Greek Materialist Philosophers
ca.: 600 - 400 B.C.
- Materialists - life arises from non-living matter
- Simple life forms give rise to more complex life forms
- Extinction of life forms that don't function properly
- Fossils are the remnants of extinct organisms
Classical Greek Philosophers
ca.: 400 B.C. to Early Christian Tradition
- Vitalists - life forms fundamentally different than non-living matter
- Essentialism - objects have ideal, eternal, unchanging "essence" (eidos)
- Scala Natura - unbroken "Great Chain of Being"
Important factors in the breakdown of the Classical (antievolutionary) Tradition
Renaissance to 18th Century
- Interest in the human body - art, anatomy, medicine, physiology - Renaissance Humanism.
- Taxonomy (first motivated by interest in medicines and agriculture)

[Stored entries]

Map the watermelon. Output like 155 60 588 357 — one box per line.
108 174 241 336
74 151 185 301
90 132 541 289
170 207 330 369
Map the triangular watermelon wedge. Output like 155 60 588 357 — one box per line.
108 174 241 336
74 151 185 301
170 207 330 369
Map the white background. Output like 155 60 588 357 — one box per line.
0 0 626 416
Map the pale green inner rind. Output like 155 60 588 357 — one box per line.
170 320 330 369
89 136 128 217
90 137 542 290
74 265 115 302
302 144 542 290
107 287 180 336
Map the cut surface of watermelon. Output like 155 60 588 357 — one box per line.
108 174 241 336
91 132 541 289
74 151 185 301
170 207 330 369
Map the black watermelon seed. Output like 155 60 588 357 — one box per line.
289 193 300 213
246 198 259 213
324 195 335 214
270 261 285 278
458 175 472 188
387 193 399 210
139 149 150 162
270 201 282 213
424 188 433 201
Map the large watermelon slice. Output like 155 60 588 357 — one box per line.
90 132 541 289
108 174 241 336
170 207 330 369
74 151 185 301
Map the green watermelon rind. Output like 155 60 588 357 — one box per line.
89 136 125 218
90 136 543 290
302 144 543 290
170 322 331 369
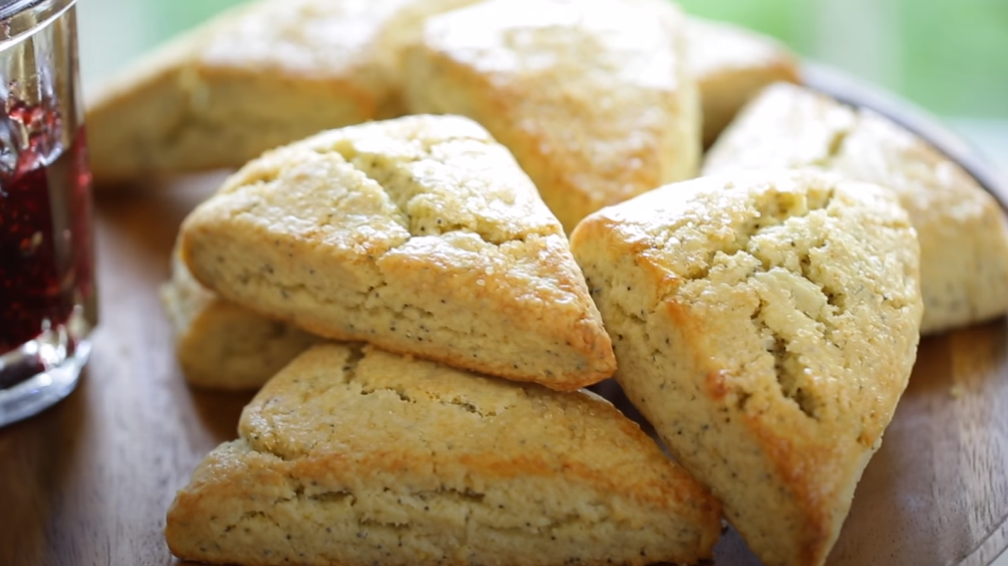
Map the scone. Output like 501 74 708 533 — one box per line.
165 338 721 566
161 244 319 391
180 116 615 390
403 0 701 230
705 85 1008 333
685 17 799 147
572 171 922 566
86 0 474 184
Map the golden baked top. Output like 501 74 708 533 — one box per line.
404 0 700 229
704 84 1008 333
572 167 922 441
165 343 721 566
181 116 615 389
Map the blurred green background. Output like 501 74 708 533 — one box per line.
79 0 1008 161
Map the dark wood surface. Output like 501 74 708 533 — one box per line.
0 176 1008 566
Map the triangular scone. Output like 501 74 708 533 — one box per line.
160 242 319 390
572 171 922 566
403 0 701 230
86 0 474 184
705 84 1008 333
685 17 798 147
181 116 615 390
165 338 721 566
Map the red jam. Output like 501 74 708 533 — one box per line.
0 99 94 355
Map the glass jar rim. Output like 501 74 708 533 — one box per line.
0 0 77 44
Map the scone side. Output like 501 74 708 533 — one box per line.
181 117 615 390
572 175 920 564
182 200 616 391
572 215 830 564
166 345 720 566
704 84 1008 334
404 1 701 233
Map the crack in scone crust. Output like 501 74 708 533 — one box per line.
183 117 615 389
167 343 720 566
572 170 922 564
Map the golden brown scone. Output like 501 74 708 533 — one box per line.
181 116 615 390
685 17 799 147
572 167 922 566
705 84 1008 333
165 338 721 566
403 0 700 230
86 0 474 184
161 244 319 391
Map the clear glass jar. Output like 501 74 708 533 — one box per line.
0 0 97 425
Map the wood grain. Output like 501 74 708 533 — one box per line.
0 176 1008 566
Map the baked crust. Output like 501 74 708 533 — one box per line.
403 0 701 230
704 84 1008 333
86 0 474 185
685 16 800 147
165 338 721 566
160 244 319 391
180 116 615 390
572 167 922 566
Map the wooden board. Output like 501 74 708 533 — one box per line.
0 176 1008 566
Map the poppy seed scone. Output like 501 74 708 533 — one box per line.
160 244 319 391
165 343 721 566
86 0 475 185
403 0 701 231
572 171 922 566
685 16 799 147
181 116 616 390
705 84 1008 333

> What you will do
1 > In the outline on early ideas about life, repeat word for word the passage that begins at the words "Important factors in" and ends after the words "- Renaissance Humanism.".
2 > List every point that the outline on early ideas about life gives under the heading "Greek Materialist Philosophers".
3 > Extend the outline on early ideas about life, starting after its final point.

> Your responses
1 >
Important factors in the breakdown of the Classical (antievolutionary) Tradition
Renaissance to 18th Century
- Interest in the human body - art, anatomy, medicine, physiology - Renaissance Humanism.

2 >
- Materialists - life arises from non-living matter
- Simple life forms give rise to more complex life forms
- Extinction of life forms that don't function properly
- Fossils are the remnants of extinct organisms

3 >
- gaps occur in Scala Natura
- modification occurs within species
- Realities of fossils
- often not the remains of extant (living) forms
- found in unlikely locations (pleisiosaurs on mountain tops)
- occur in strata (layers)
- similar assemblages in different locations
- assemblages of simpler (older) organisms deeper than more complex (recent) organisms
- The age of the earth and Uniformitarianism - the observable, slow action of erosion, the slow rise and fall of ocean levels.